» **Request**:
Reproduce the material below word for word, keeping every line in its original order.

» **Given records**:
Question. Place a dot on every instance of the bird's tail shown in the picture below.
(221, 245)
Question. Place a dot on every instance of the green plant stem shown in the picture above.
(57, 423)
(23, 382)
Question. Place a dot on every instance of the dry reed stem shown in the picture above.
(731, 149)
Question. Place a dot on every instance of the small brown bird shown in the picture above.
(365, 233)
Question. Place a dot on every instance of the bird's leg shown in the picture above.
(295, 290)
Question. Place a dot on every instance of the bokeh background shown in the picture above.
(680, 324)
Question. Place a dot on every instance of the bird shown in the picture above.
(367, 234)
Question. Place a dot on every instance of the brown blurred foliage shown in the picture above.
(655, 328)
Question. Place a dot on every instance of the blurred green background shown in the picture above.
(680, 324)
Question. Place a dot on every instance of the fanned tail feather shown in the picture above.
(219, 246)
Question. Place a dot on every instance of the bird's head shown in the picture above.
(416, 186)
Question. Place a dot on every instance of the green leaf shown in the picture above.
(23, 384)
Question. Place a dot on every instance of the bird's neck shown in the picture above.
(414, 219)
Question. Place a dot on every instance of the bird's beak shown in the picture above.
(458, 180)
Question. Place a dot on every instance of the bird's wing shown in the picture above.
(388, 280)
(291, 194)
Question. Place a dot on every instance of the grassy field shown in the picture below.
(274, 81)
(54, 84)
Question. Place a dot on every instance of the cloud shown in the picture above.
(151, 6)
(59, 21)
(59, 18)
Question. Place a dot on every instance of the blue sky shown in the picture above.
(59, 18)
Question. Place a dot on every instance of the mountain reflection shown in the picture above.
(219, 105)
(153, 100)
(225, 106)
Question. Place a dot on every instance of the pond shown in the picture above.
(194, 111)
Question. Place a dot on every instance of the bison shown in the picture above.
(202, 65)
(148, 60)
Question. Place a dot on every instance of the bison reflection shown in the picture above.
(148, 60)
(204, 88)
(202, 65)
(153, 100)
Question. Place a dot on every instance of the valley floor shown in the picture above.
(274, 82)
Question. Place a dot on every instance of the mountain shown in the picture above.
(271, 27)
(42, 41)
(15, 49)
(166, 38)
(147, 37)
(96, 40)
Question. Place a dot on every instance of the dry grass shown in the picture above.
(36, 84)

» **The solution**:
Question. Place a dot on every instance of the bird's tail shown in the picture below.
(221, 245)
Question. Place a dot on every instance of the green plant stem shown in the picture above.
(57, 423)
(23, 382)
Question. Place a dot on every instance of the dry reed stem shown in the picture above.
(731, 149)
Question. Place a dot on every instance of the small brown bird shown in the picture above.
(365, 233)
Question. Place a dot on every instance of the bird's leg shown in the picture above.
(295, 290)
Question. Place a dot on every instance of the bokeh background shown in the picture above.
(680, 324)
Question. Place a dot on every instance of the bird shown in the picture above.
(367, 234)
Question. Place a dot on every instance of the brown blurred foliage shown in the picture above.
(655, 328)
Question. Place a dot on every instance of the blurred green background shown in the picture above.
(680, 324)
Question. Place a dot on every instance of the fanned tail feather shown in the picture above.
(219, 246)
Question. Place a dot on every instance of the bird's head shown in the picture above.
(416, 186)
Question. Place a dot on every instance of the green leaf shown in the picture above.
(23, 384)
Question. Place a dot on every instance of the bird's neck shown in the picture above.
(414, 219)
Question. Place a dot on every instance of the bird's beak shown in the picture above.
(458, 180)
Question. Place a dot on every instance of the bird's wing shown in the picture above.
(388, 280)
(291, 194)
Question. Place a dot on every instance of the grassy field shown in the picture below.
(274, 81)
(54, 84)
Question. Place a dot on every instance of the cloud shown in the picture above.
(151, 6)
(59, 21)
(59, 18)
Question. Place a dot on every instance of the blue sky shown in the picture above.
(59, 18)
Question. Place a dot on every instance of the mountain reflection shown in the picture above.
(219, 105)
(153, 100)
(225, 106)
Question. Place a dot on every instance of the pond shown in the picture above.
(194, 111)
Question. Place a dot on every instance of the bison shown in the picture above.
(202, 65)
(148, 60)
Question. Place a dot on every instance of the bison reflection shown in the picture above.
(148, 60)
(204, 88)
(202, 65)
(153, 100)
Question. Place a dot on every instance of the valley floor shown in the picture above.
(274, 82)
Question. Place a dot on every instance of the mountain shown in the picture above.
(271, 27)
(42, 41)
(15, 49)
(166, 38)
(147, 37)
(96, 40)
Question. Place a dot on every instance of the dry grass shown in the picture above.
(36, 84)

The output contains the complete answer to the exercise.